— Article —

Non-English characters

Hello All,

Thank you for this great software. I liked it :slight_smile:

I want to use it to search Turkish documents.

When i try a search with keyword like İstanbul it turns no result because of İ.

Is there a solution for this.

Thank you in advance.

Hi ufukayyildiz,

good question, I tried it and instantly I was also not find anything. However I am pretty sure that YaCy is able to process all UTF-8 characters. Therefore I was looking for web pages that actually contain İstanbul as you spell it and I found which I put into my crawler to verify that it is possible to find this page again with the word İstanbul. And it worked!

So - there is no problem with YaCy with such letters. There is simply not enough content to find. Just put in the web pages that you want to be found!

Hi @Orbiter

Thank you so much.

I am trying search pdf files. Could it be related PDF files?

Could you please check the video on the link?

Thanks again.

Are these characters interchangeable?
Eg. I would expect the same results both for İstanbul (with the Turkish İ) and Istanbul (as everyone else would type it outside of Turkey).

1 Like

Based on my experience they are not interchangeble.
eg try to search for ‘Árvíztűrő tükörfúrógép’ vs ‘Arvizturo tukorfurogep
The first brings this exact match besides others: but for the other there are 0 results.

Is there any way to change this?

— Data records —
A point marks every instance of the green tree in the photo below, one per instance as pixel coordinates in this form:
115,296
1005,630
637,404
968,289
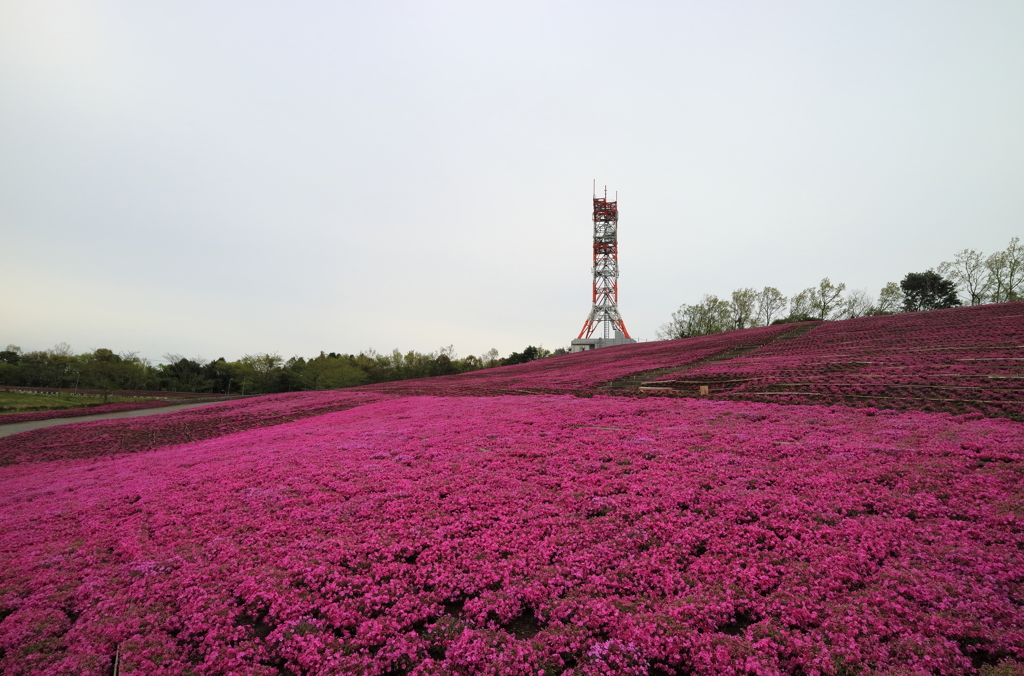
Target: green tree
==
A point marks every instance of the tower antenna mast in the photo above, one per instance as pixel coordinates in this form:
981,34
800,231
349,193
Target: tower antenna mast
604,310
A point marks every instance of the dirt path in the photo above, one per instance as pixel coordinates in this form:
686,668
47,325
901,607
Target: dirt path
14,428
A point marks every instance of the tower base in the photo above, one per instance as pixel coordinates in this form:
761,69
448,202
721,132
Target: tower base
---
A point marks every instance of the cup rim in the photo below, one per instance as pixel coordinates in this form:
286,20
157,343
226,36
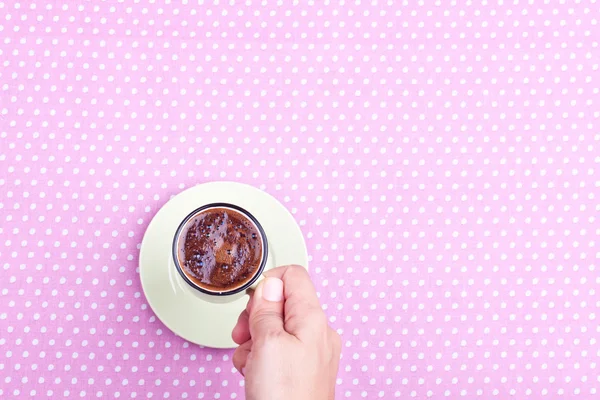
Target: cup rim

— What to produce —
Write out the whole thread on non-English characters word for word. You can set the records aside; they aren't needed here.

— Written solution —
Non-English characters

Hello All,

Thank you for this great software. I liked it :slight_smile:

I want to use it to search Turkish documents.

When i try a search with keyword like İstanbul it turns no result because of İ.

Is there a solution for this.

Thank you in advance.

Hi ufukayyildiz,

good question, I tried it and instantly I was also not find anything. However I am pretty sure that YaCy is able to process all UTF-8 characters. Therefore I was looking for web pages that actually contain İstanbul as you spell it and I found which I put into my crawler to verify that it is possible to find this page again with the word İstanbul. And it worked!

So - there is no problem with YaCy with such letters. There is simply not enough content to find. Just put in the web pages that you want to be found!

Hi @Orbiter

Thank you so much.

I am trying search pdf files. Could it be related PDF files?

Could you please check the video on the link?

Thanks again.

Are these characters interchangeable?
Eg. I would expect the same results both for İstanbul (with the Turkish İ) and Istanbul (as everyone else would type it outside of Turkey).

1 Like

Based on my experience they are not interchangeble.
eg try to search for ‘Árvíztűrő tükörfúrógép’ vs ‘Arvizturo tukorfurogep
The first brings this exact match besides others: but for the other there are 0 results.

Is there any way to change this?